Page extract:
Step 2B (on TEST_RANDOM)

Now, as in Step 1B, we will drop the bitmap index and create a B-tree index on the EMPNO culumn.

 
 SQL> drop index RANDOM_EMPNO_BMX;
 
 Index dropped.
 
 SQL> create index random_empno_idx on test_random(empno);
 
 Index created.
 
 SQL> analyze table test_random compute statistics for table for all indexes for all indexed columns;
 
 Table analyzed.
 
 SQL> select substr(segment_name,1,30) segment_name, bytes/1024/1024 "Size in MB"
 2 from user_segments
 3 where segment_name in ('TEST_RANDOM','RANDOM_EMPNO_IDX');
 
 SEGMENT_NAME Size in MB
 ---------------------------------- ---------------
 TEST_RANDOM 50
 RANDOM_EMPNO_IDX 18
 
 SQL> select index_name, clustering_factor from user_indexes;
 
 INDEX_NAME CLUSTERING_FACTOR
 ---------------------------------- ----------------------------------
 RANDOM_EMPNO_IDX 999830
 

This table shows that the size of the index is equal to the size of this index on TEST_NORMAL table but the clustering factor is much nearer to the number of rows, which makes this index inefficient for range predicate queries (which we'll see in Step 4). This clustering factor will not affect the equality predicate queries because the rows have 100-percent distinct values and the number of rows per key is 1.

Now let's run the queries with equality predicates and the same set of values.

 
 SQL> select * from test_random where empno=&empno;
 Enter value for empno: 1000
 old 1: select * from test_random where empno=&empno
 new 1: select * from test_random where empno=1000
 
 Elapsed: 00:00:00.01
 
 Execution Plan
 ----------------------------------------------------------
 0 SELECT STATEMENT Optimizer=CHOOSE (Cost=4 Card=1 Bytes=34)
 1 0 TABLE ACCESS (BY INDEX ROWID) OF 'TEST_RANDOM' (Cost=4 Card=1 Bytes=34)
 2 1 INDEX (RANGE SCAN) OF 'RANDOM_EMPNO_IDX' (NON-UNIQUE) (Cost=3 Card=1)

Data provided:
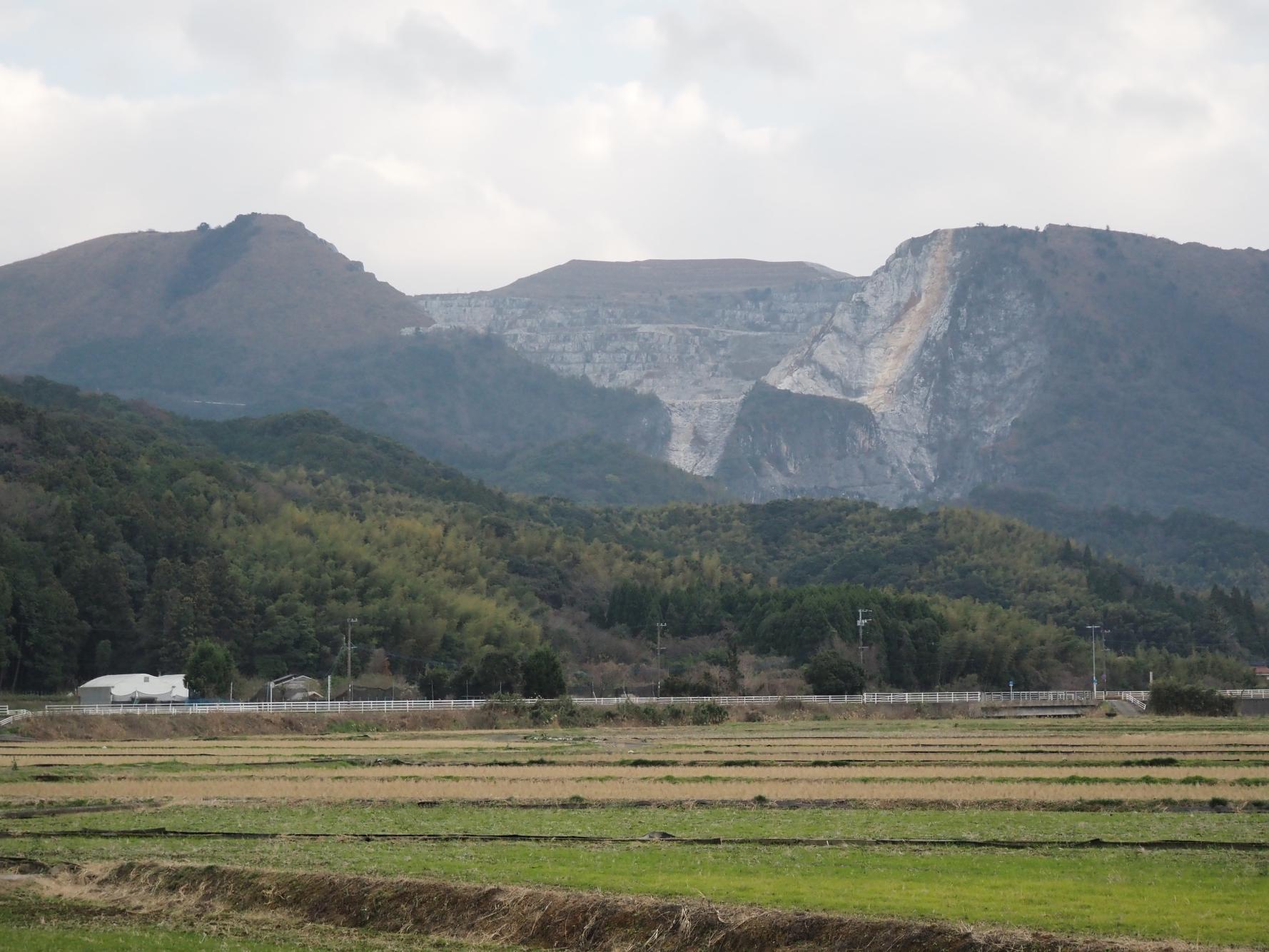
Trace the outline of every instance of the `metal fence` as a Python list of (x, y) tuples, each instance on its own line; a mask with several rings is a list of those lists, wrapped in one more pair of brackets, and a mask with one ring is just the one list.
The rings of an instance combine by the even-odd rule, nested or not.
[[(1225, 691), (1232, 697), (1269, 697), (1269, 691)], [(617, 707), (621, 704), (703, 704), (723, 707), (763, 707), (780, 703), (803, 704), (981, 704), (981, 703), (1096, 703), (1099, 701), (1132, 701), (1148, 703), (1148, 691), (920, 691), (869, 692), (864, 694), (755, 694), (755, 696), (693, 696), (693, 697), (575, 697), (580, 707)], [(486, 706), (536, 703), (490, 698), (457, 698), (444, 701), (259, 701), (188, 704), (47, 704), (34, 713), (74, 716), (114, 715), (201, 715), (201, 713), (364, 713), (373, 711), (471, 711)]]
[[(1269, 698), (1269, 689), (1228, 689), (1222, 694), (1236, 698)], [(580, 707), (621, 704), (703, 704), (723, 707), (763, 707), (780, 703), (803, 704), (982, 704), (982, 703), (1084, 703), (1129, 701), (1137, 707), (1150, 703), (1148, 691), (905, 691), (864, 694), (755, 694), (699, 697), (575, 697)], [(373, 711), (472, 711), (486, 706), (536, 703), (503, 698), (457, 698), (444, 701), (245, 701), (185, 704), (47, 704), (43, 711), (16, 711), (0, 718), (0, 726), (34, 716), (114, 716), (114, 715), (201, 715), (201, 713), (364, 713)]]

Objective 1:
Copy the passage from the Oracle index tutorial, starting with "SEGMENT_NAME Size in" and going on through "per key is 1.".
Objective 2:
Write the next part of the Oracle B-tree index tutorial, picking up right after its final line.

Exercise output 1:
SEGMENT_NAME Size in MB
 ---------------------------------- ---------------
 TEST_RANDOM 50
 RANDOM_EMPNO_IDX 18
 
 SQL> select index_name, clustering_factor from user_indexes;
 
 INDEX_NAME CLUSTERING_FACTOR
 ---------------------------------- ----------------------------------
 RANDOM_EMPNO_IDX 999830
 

This table shows that the size of the index is equal to the size of this index on TEST_NORMAL table but the clustering factor is much nearer to the number of rows, which makes this index inefficient for range predicate queries (which we'll see in Step 4). This clustering factor will not affect the equality predicate queries because the rows have 100-percent distinct values and the number of rows per key is 1.

Exercise output 2:
 
 Statistics
 ----------------------------------------------------------
 0 recursive calls
 0 db block gets
 5 consistent gets
 0 physical reads
 0 redo size
 515 bytes sent via SQL*Net to client
 499 bytes received via SQL*Net from client
 2 SQL*Net roundtrips to/from client
 0 sorts (memory)
 0 sorts (disk)
 1 rows processed
 

Again, the results are almost identical to those in Steps 1A and 1B. The data distribution did not affect the amount of consistent gets and physical reads for a unique culumn.

Step 3A (on TEST_NORMAL)

In this step, we will create the bitmap index (similar to Step 1A). We know the size and the clustering factor of the index, which equals the number of rows in the table. Now let's run some queries with range predicates.

 
 
 SQL> select * from test_normal where empno between &range1 and &range2;
 Enter value for range1: 1
 Enter value for range2: 2300
 old 1: select * from test_normal where empno between &range1 and &range2
 new 1: select * from test_normal where empno between 1 and 2300
 
 2300 rows selected.
 
 Elapsed: 00:00:00.03
 
 Execution Plan
 ----------------------------------------------------------
 0 SELECT STATEMENT Optimizer=CHOOSE (Cost=451 Card=2299 Bytes=78166)
 1 0 TABLE ACCESS (BY INDEX ROWID) OF 'TEST_NORMAL' (Cost=451 Card=2299 Bytes=78166)
 2 1 BITMAP CONVERSION (TO ROWIDS)
 3 2 BITMAP INDEX (RANGE SCAN) OF 'NORMAL_EMPNO_BMX'
 
 Statistics
 ----------------------------------------------------------
 0 recursive calls
 0 db block gets
 331 consistent gets
 0 physical reads
 0 redo size
 111416 bytes sent via SQL*Net to client
 2182 bytes received via SQL*Net from client
 155 SQL*Net roundtrips to/from client
 0 sorts (memory)
 0 sorts (disk)
 2300 rows processed
 

Step 3B (on TEST_NORMAL)

In this step, we'll execute the queries against the TEST_NORMAL table with a B-tree index on it.

 
 SQL> select * from test_normal where empno between &range1 and &range2;
 Enter value for range1: 1
 Enter value for range2: 2300
 old 1: select * from test_normal where empno between &range1 and &range2
 new 1: select * from test_normal where empno between 1 and 2300
 
 2300 rows selected.
 
 Elapsed: 00:00:00.02
 
 Execution Plan
 ----------------------------------------------------------
 0 SELECT STATEMENT Optimizer=CHOOSE (Cost=23 Card=2299 Bytes=78166)
 1 0 TABLE ACCESS (BY INDEX ROWID) OF 'TEST_NORMAL' (Cost=23 Card=2299 Bytes=78166)
 2 1 INDEX (RANGE SCAN) OF 'NORMAL_EMPNO_IDX' (NON-UNIQUE) (Cost=8 Card=2299)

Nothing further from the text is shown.